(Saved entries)
- Opening Delimiter -
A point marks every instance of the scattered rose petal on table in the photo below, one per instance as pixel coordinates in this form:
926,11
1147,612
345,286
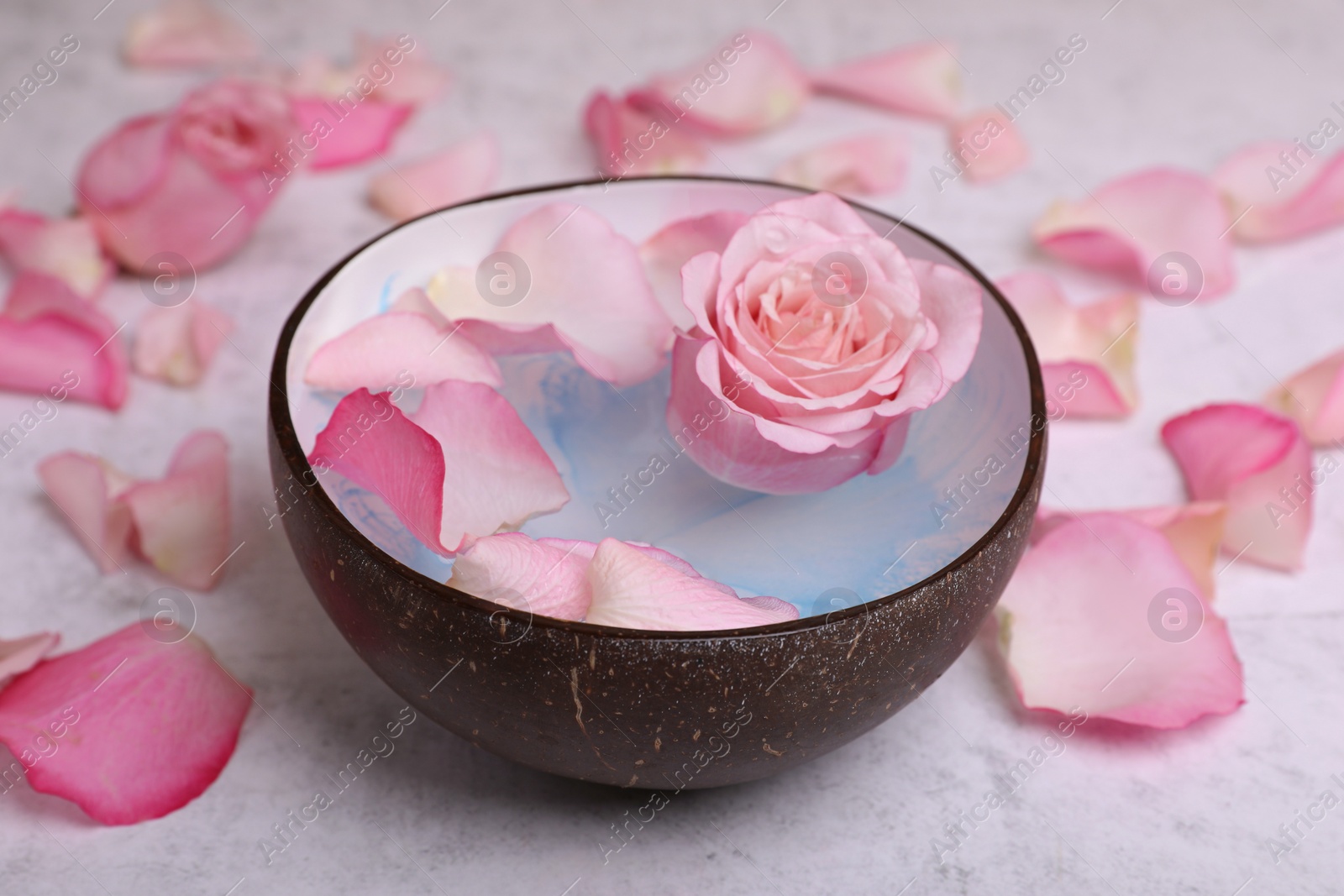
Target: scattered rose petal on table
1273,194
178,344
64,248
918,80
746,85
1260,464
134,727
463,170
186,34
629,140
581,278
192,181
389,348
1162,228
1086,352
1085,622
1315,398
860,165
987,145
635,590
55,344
- Closing Delimiter -
What you have to do
Each record should be written out again exactly, though without its pictures.

Exercise output
A point marks every instance of the scattered rose petal on table in the photo below, one per instance as pixel coordinates in this form:
926,11
1147,612
345,286
Target: scattered rose petal on table
1273,194
178,344
64,248
918,80
746,85
1260,464
134,727
463,170
186,34
629,140
581,278
192,181
389,348
1162,228
1086,352
1085,622
1315,398
860,165
987,145
635,590
55,344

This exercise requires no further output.